A clear, practical guide to scheduling jobs with cron. You'll edit your crontab, understand the five time fields, automate a real backup script with logging, and fix the errors that trip people up.

How to schedule tasks with cron

By the end of this guide you'll have cron running real jobs on a Linux server, including a backup script that runs on its own every night and writes to a log file you can check. This is written for anyone who manages a server, a game host, or a small app and wants tasks to run automatically without remembering to do them by hand. You don't need to be a Linux expert, but you should be comfortable opening a terminal.

What cron actually is

Cron is a small program that sits in the background on almost every Linux and Unix system. Its only job is to look at a list of scheduled tasks and run them at the right time. Each user on the machine gets their own list, and that list is called a crontab (a portmanteau of "cron table"). There's also a system wide set of crontabs that the operating system uses for things like log rotation.

You don't usually run cron yourself. It's a service that starts at boot and keeps ticking once a minute, checking whether anything is due. When something is due, it runs it. That's the whole idea. The interesting part is how you describe the schedule.

Your personal crontab is stored in a file under /var/spool/cron (the exact path varies by distribution, for example /var/spool/cron/crontabs/ on Debian and Ubuntu). You should never edit that file directly. There's a proper command for editing it, and we'll get to it next. The system crontab lives at /etc/crontab and there are extra drop in files in /etc/cron.d/, plus the ready made /etc/cron.daily, /etc/cron.weekly and /etc/cron.hourly folders if you just want to drop a script in and forget about it.

Editing your crontab with crontab -e

The command you'll use most is crontab -e. The -e stands for edit. It opens your crontab in a text editor, and when you save and close, cron checks the file for mistakes and loads it. If there's a syntax error it tells you and lets you fix it instead of silently breaking.

# open your own crontab for editing
crontab -e

# list what you currently have, without editing
crontab -l

# remove your entire crontab (be careful, there's no undo)
crontab -r

The first time you run crontab -e it may ask which editor you want. Pick nano if you're not sure, since it's the friendliest. If you ever want to change it later, set the EDITOR variable, for example export EDITOR=nano in your shell profile.

To edit another user's crontab (you'll need to be root for this), add -u:

# edit the crontab belonging to the user 'deploy'
sudo crontab -u deploy -e

The five time fields explained

Every line in a crontab that isn't a comment has the same shape. Five fields describe when to run, then the rest of the line is the command. Here's the layout:

# ┌───────────── minute (0 to 59)
# │ ┌───────────── hour (0 to 23)
# │ │ ┌───────────── day of month (1 to 31)
# │ │ │ ┌───────────── month (1 to 12)
# │ │ │ │ ┌───────────── day of week (0 to 6, where 0 is Sunday)
# │ │ │ │ │
# * * * * * command to run

An asterisk means "every value." So five asterisks means every minute of every hour of every day. Beyond plain numbers and asterisks, you have a few handy operators:

Let's read a few real lines so it clicks. The command here is just a placeholder, so focus on the timing.

* _INFORMATION SHOWN_

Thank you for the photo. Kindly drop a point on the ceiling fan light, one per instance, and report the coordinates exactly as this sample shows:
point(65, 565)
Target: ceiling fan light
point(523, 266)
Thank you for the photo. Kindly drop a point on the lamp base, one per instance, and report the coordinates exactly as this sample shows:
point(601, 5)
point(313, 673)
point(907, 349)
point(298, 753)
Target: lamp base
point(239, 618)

==

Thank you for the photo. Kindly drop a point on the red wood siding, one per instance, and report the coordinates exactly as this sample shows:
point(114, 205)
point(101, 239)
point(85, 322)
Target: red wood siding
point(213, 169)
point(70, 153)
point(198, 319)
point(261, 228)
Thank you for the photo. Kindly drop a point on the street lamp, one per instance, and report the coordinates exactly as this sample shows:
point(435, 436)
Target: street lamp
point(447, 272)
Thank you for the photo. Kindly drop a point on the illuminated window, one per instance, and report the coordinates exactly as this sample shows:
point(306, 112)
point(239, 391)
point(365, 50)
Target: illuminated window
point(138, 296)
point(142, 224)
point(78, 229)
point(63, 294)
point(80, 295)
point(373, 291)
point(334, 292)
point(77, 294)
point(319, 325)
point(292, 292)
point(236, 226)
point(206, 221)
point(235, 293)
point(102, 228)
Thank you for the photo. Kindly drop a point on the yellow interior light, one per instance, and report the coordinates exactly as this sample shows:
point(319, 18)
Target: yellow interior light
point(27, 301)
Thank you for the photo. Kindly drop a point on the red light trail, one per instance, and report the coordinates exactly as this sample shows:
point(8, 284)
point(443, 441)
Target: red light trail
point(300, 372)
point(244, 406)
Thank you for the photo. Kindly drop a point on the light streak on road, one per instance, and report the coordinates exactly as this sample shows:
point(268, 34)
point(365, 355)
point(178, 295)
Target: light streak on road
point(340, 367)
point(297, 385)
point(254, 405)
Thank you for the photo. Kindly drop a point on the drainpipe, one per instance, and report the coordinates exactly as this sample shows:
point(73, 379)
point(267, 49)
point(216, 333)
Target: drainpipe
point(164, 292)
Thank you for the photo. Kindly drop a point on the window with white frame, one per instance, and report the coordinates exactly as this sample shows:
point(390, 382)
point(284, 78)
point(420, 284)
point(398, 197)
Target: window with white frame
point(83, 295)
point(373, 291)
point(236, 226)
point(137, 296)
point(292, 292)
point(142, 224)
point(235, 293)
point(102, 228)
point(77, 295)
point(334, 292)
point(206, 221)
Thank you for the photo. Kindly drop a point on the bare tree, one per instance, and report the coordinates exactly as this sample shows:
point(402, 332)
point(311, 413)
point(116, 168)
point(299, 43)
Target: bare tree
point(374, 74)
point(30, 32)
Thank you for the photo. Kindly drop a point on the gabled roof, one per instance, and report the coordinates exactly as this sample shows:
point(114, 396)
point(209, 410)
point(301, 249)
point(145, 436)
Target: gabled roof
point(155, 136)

* * *

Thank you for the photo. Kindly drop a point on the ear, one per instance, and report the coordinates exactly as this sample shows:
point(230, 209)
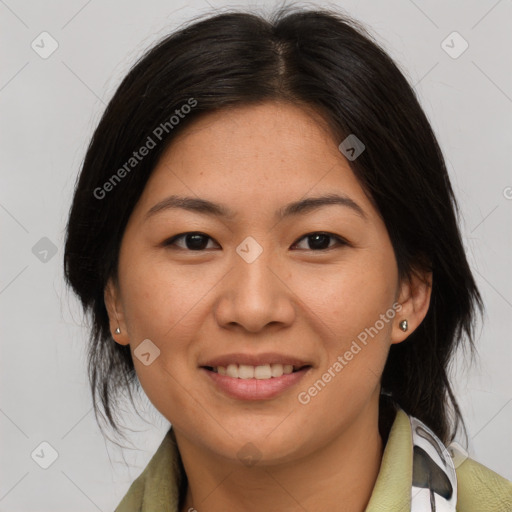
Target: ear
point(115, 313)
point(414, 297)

* _STATED TASK 1_
In the cron guide, what does the -e in crontab -e stand for?
* _STATED TASK 2_
Print the passage of the cron guide that begins at the words "The command you'll" and stops after "there's no undo)".
The lines play no part in this work.

* _FINAL ANSWER 1_
The -e stands for edit.

* _FINAL ANSWER 2_
The command you'll use most is crontab -e. The -e stands for edit. It opens your crontab in a text editor, and when you save and close, cron checks the file for mistakes and loads it. If there's a syntax error it tells you and lets you fix it instead of silently breaking.

# open your own crontab for editing
crontab -e

# list what you currently have, without editing
crontab -l

# remove your entire crontab (be careful, there's no undo)